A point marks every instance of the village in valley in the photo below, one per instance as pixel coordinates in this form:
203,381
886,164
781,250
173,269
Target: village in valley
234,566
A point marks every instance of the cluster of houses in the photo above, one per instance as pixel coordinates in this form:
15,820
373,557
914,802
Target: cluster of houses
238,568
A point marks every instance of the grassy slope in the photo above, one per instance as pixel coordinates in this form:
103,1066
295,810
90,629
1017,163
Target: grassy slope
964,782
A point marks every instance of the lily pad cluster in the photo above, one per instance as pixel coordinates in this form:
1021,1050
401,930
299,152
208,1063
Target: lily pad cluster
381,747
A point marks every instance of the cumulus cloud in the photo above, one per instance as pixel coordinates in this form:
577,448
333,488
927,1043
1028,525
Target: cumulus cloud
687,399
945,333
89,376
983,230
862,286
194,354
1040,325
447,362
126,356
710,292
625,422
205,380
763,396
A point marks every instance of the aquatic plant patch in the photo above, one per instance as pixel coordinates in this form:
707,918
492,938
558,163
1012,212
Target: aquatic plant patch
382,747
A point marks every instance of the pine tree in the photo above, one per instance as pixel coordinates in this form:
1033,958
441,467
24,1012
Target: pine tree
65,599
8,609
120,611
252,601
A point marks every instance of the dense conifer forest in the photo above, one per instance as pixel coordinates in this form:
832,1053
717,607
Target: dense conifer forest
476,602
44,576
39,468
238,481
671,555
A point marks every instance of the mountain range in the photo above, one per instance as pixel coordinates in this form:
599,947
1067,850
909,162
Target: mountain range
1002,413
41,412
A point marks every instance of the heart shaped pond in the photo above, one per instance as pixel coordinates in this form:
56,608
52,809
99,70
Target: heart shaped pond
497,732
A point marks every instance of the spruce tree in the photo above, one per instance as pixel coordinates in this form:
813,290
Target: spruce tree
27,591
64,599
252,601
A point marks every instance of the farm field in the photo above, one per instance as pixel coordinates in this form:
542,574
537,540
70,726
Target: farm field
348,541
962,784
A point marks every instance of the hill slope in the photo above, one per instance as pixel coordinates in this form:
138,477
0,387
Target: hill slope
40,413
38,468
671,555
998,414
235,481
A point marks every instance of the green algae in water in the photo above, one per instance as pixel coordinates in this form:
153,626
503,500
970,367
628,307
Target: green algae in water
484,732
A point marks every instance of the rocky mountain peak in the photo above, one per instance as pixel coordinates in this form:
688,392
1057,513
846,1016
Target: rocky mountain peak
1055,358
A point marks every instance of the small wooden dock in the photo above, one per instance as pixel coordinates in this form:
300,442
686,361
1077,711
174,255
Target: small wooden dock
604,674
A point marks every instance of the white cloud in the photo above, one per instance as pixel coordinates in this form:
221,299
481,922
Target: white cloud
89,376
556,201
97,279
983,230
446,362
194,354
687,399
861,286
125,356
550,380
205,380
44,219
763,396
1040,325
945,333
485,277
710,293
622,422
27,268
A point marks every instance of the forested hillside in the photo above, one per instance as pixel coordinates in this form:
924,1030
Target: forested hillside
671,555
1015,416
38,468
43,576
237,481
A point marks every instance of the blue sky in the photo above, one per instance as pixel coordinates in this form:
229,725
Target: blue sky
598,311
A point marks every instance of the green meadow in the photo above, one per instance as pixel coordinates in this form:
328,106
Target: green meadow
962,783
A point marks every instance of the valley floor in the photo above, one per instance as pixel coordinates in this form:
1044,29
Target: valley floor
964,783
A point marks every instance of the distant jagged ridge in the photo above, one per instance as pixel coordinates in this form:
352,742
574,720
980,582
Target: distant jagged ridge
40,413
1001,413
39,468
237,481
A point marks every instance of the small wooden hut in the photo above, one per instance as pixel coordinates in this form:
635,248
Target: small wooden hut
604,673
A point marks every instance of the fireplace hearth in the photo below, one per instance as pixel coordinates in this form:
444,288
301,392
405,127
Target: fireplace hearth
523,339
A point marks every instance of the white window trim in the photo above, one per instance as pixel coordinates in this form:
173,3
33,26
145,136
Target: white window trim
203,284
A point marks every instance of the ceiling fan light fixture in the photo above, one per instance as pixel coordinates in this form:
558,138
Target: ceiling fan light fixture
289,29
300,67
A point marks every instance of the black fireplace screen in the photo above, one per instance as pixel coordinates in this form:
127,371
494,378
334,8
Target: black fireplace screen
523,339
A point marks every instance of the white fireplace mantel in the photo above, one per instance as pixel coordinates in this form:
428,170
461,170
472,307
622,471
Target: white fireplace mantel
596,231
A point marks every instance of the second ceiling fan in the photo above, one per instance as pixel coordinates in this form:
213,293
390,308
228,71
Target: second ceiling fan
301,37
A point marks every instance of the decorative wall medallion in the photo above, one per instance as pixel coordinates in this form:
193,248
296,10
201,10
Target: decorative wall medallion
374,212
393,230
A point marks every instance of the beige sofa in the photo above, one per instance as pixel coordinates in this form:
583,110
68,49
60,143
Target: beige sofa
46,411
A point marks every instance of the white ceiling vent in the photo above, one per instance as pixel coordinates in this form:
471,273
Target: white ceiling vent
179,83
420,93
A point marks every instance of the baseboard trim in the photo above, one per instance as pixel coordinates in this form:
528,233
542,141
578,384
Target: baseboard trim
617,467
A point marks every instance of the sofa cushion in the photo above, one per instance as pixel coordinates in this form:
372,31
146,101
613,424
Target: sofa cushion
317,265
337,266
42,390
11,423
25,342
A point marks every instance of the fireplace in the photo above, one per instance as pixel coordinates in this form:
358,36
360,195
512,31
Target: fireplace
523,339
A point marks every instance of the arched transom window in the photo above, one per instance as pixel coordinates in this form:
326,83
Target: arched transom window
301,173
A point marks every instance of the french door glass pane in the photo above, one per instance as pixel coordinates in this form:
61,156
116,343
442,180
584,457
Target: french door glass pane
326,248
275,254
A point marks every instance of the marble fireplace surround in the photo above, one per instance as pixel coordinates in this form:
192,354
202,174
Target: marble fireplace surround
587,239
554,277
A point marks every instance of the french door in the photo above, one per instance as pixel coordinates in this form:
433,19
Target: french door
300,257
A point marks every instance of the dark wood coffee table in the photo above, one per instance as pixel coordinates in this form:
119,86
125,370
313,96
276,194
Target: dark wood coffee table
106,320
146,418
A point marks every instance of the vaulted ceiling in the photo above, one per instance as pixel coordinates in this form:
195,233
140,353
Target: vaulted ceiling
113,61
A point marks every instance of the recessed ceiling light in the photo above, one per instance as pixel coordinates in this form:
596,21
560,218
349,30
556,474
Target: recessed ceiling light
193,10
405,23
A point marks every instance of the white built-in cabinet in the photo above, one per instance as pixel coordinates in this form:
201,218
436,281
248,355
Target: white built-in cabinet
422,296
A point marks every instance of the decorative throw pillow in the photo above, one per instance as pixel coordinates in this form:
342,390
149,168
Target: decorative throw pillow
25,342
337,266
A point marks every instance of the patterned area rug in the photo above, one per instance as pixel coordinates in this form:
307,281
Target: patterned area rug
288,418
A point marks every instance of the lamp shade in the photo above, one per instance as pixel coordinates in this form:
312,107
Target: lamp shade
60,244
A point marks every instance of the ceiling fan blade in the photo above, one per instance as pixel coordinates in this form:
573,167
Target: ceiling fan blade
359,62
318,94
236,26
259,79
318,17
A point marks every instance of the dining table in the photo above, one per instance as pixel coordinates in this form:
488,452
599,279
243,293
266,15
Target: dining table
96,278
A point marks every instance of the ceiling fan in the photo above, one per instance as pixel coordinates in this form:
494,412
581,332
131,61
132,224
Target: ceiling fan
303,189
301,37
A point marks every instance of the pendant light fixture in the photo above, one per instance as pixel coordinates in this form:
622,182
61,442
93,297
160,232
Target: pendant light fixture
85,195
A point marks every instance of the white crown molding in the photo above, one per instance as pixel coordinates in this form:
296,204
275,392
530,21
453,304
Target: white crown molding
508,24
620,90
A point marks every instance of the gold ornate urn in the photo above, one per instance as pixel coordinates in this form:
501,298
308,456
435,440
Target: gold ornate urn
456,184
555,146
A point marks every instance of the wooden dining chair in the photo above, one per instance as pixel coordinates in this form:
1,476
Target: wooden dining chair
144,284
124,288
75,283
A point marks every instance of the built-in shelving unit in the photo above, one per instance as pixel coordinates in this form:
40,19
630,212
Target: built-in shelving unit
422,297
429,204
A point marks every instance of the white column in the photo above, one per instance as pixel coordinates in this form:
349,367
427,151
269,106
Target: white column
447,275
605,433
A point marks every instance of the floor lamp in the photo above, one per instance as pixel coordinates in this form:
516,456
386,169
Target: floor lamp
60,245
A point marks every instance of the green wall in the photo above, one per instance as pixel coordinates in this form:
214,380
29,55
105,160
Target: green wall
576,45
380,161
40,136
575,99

▬▬▬

Copy all lines from the material above that hold the word "below".

A point marks every instance of the village in valley in the photo below, one per instance as pixel coordinates in this form:
A point marks every instance of the fireplace hearth in the photo below, one per instance as pixel coordinates in this form:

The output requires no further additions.